#### Text block ####

Three Harvard psychiatrists previously accused by a senator of accepting money from drug companies have been punished for violating conflict of interest polices set forth by the Harvard Medical School and Massachusetts General Hospital.
Joseph Biederman, Thomas J. Spencer, and Timothy E. Wilens issued a letter of apology to their colleagues on Friday, stating that the two institutions had concluded a review of the professors’ practices and found that they had violated conflict of interest policies. Those policies require affiliates to report industry-sponsored activities to the University.
Though the doctors, the Medical School, and Harvard-affiliated Massachusetts General Hospital did not identify the specific breaches of policy, in June 2008, Senator Charles E. Grassley, an Iowa Republican, said that according to his investigation, the three doctors did not disclose the full amount they had earned from drug companies over the previous seven years.
Biederman, Spencer, and Wilens will be required to refrain from all paid industry-sponsored outside activies for one year and comply with a two-year monitoring period afterward, during which they must obtain approval from the Medical School and Massachusetts General Hospital before engaging in any paid activities. They also face a “delay of consideration for promotion or advancement,” they wrote in the letter.
The letter sent from the three psychiatrists states that they had believed they were complying in good faith and that they had made “honest” mistakes.
“We now recognize that we should have devoted more time and attention to the detailed requirement of these policies and to their underlying objectives,” the letter stated.

#### Dataset ####

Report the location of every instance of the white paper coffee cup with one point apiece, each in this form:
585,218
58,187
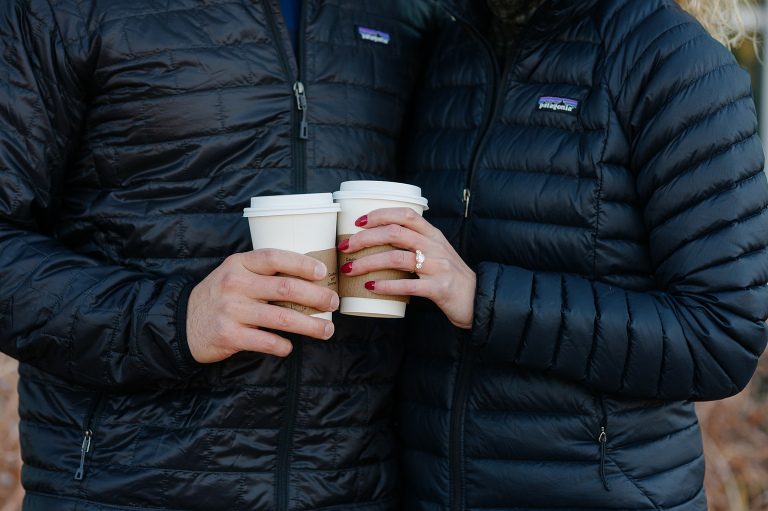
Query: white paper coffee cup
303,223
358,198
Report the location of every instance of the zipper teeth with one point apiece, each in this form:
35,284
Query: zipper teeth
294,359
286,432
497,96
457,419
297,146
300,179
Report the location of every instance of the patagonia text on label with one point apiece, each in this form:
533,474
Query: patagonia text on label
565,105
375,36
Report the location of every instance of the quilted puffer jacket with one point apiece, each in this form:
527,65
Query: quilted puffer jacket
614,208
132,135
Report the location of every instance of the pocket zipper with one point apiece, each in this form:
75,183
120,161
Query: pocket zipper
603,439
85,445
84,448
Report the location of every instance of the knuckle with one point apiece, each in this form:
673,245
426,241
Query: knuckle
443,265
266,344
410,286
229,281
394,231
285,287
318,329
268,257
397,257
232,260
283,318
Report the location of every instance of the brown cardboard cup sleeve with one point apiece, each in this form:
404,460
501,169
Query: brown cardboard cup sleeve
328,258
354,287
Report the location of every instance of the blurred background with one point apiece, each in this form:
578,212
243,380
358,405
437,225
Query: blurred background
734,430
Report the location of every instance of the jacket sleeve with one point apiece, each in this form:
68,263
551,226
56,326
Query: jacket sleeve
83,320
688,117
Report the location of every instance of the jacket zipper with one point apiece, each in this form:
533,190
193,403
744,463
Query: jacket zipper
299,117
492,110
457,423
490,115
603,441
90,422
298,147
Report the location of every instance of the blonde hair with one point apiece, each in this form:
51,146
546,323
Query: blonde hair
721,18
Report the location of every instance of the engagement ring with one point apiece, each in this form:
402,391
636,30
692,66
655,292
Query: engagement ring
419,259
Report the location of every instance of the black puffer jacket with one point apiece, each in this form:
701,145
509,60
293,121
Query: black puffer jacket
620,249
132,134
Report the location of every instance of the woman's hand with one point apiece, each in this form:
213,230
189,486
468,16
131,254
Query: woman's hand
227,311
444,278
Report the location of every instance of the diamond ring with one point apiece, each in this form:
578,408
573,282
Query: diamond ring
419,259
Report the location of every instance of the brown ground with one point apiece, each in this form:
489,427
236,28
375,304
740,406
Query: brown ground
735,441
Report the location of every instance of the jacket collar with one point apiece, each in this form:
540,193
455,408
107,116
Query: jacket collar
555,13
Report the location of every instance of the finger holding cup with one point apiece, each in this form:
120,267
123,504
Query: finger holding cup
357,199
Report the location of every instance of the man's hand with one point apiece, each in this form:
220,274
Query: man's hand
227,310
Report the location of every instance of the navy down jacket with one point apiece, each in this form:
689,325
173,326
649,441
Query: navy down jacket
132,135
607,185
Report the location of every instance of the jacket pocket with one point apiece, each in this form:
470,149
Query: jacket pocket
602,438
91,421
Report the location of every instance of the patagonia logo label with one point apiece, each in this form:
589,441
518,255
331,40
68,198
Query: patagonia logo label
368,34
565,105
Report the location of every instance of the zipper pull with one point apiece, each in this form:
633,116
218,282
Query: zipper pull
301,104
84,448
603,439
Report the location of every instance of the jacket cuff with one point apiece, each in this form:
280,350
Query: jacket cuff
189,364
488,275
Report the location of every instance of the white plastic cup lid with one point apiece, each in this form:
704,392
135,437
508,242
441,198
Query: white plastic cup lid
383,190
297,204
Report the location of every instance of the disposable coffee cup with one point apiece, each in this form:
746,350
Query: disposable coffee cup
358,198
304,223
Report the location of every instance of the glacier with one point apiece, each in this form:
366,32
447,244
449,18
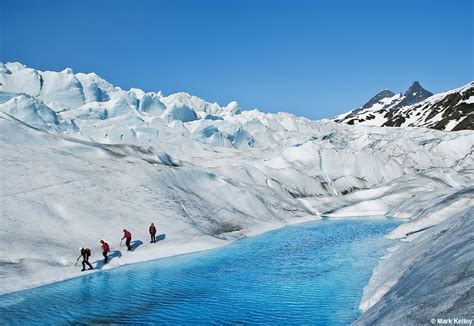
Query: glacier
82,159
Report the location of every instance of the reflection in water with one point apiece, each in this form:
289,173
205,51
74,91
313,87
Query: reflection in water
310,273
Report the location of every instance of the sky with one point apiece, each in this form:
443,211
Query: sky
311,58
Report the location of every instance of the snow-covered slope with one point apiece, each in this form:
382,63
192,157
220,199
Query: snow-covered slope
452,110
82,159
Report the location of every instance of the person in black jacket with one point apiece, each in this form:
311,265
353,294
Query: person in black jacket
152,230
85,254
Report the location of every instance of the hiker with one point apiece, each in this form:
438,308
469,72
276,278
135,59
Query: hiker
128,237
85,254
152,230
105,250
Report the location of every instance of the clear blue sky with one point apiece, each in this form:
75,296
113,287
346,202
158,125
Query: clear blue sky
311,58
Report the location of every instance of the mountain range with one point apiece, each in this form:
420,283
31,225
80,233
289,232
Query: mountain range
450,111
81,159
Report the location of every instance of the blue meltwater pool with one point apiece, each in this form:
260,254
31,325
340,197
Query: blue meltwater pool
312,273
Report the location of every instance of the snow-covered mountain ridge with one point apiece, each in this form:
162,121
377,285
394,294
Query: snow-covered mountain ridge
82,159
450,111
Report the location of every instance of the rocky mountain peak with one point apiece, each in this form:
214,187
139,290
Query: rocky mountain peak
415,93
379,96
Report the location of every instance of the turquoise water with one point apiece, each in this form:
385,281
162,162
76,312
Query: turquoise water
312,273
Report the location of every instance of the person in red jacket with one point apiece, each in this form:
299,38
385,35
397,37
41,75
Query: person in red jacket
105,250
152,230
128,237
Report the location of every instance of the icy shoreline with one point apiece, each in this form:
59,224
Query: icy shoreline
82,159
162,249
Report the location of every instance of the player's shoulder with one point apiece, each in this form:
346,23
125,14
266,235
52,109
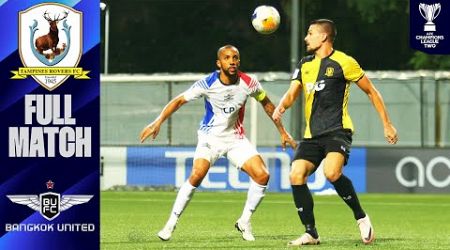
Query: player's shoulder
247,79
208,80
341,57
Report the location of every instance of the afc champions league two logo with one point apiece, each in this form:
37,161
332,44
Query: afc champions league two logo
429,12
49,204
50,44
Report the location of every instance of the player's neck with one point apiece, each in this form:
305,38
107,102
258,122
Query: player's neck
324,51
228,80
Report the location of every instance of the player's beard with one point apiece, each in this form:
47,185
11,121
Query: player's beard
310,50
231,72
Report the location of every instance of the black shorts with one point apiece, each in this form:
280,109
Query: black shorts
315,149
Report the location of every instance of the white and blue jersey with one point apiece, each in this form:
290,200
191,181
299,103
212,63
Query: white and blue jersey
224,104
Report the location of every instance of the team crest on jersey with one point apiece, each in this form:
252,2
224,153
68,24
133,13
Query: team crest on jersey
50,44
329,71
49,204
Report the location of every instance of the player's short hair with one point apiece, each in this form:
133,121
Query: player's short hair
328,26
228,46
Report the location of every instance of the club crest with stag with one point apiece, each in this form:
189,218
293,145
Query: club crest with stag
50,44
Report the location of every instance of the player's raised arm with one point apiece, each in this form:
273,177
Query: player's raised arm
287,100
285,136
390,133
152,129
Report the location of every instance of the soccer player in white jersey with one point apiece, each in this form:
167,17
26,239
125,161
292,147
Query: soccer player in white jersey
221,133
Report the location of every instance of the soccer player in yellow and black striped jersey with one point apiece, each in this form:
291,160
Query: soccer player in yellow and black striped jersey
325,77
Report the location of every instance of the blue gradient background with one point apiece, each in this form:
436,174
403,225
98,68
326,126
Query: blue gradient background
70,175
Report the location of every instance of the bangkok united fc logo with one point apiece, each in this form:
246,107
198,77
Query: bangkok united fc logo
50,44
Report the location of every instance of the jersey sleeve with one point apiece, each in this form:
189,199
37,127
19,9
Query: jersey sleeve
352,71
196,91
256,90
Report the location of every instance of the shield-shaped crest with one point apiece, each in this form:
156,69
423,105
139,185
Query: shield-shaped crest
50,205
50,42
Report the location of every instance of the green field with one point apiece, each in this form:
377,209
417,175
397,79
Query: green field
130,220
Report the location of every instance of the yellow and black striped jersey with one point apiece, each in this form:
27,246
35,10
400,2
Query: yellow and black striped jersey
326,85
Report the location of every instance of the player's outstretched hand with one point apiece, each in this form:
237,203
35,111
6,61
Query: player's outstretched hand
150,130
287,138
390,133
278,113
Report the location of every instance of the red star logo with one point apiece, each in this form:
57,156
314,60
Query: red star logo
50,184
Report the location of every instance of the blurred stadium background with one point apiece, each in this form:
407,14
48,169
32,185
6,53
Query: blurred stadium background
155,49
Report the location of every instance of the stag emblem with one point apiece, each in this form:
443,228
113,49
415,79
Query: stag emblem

####

- Brief 1
In the article about the three Harvard psychiatrists, how long must the doctors stay away from all paid industry-sponsored outside activities?
- Brief 2
Extend the article about the three Harvard psychiatrists with a few more paragraphs, starting right after its last sentence.

- Answer section 1
One year.

- Answer section 2
Both Harvard Medical School and Massachusetts General Hospital were reserved in their comments, each saying in statements that their investigation is complete and that actions have been taken as a result of it.
The conclusion of the two institutions’ investigation is the latest development in a three-year saga that brought intense scrutiny on the Medical School, as well as ties between academia and industry. Following Grassley’s investigation, legislation was proposed both in the State House and in Congress that would increase disclosure requirements for industry-sponosored gifts.
After Grassley issued his report, the Medical School said that it would be reviewing the doctors’ cases as well as reexamining its current regulations and improving implementation.
At Harvard, a review established the first University-wide set of guidelines pertaining to conflict of interest policies last summer. As of this past January, new conflict of interest guidelines at the Harvard Medical School include changes such as a prohibition on faculty from accepting personal gifts and tighter limits on faculty compensation from outside companies.
—Naveen N. Srivatsa contributed to the reporting of this article.